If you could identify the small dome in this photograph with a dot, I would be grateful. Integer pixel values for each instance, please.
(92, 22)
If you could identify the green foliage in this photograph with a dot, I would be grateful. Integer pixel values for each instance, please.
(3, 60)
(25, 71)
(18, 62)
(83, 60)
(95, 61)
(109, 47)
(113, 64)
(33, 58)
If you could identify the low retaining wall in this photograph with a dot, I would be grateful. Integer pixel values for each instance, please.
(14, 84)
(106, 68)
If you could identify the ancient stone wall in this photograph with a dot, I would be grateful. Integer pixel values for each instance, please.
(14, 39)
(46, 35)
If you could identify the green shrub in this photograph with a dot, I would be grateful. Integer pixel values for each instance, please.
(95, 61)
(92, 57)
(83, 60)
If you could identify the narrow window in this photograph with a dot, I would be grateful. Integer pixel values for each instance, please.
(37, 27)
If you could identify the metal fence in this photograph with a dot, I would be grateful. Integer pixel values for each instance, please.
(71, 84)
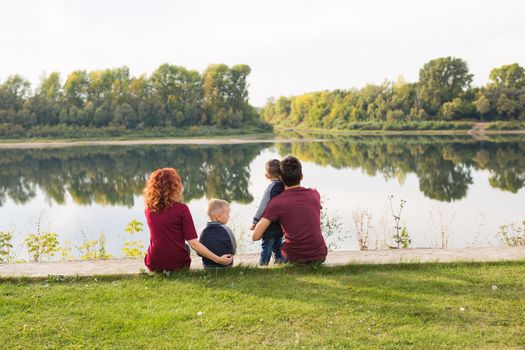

* _Exercise requirements_:
Without the pictures, reproduce every record exactly as it appears above.

* _Task result_:
If you could identify the small dome in this photograph with a dot, I would be grateful. Integer pixel values for each instance, please.
(92, 22)
If you could identify the green foliage in this photograph with a dot, I would be grateful. Integer pixel values for each instance, please.
(3, 60)
(25, 71)
(18, 62)
(83, 60)
(95, 61)
(109, 47)
(113, 64)
(33, 58)
If you could identify the low retaining wall in this photograph with a dot, I would be grateful. Integer pixel values for each instance, please.
(14, 84)
(106, 68)
If you could identify the ancient stone wall in this photograph with a dot, I would be grateful. Integer pixel values for each instance, please.
(14, 39)
(46, 35)
If you could identify the green shrub in this photograph with a dot, I would be grateful. Integer pixel values for each instance, please.
(95, 61)
(92, 57)
(83, 60)
If you could identify the narrow window in this photograph with a dot, I would be grateful. Integer pixel values for each instance, please.
(37, 27)
If you could identify the metal fence in this photograph with a dot, I would be grateful. Integer pixel values for each instance, please.
(71, 84)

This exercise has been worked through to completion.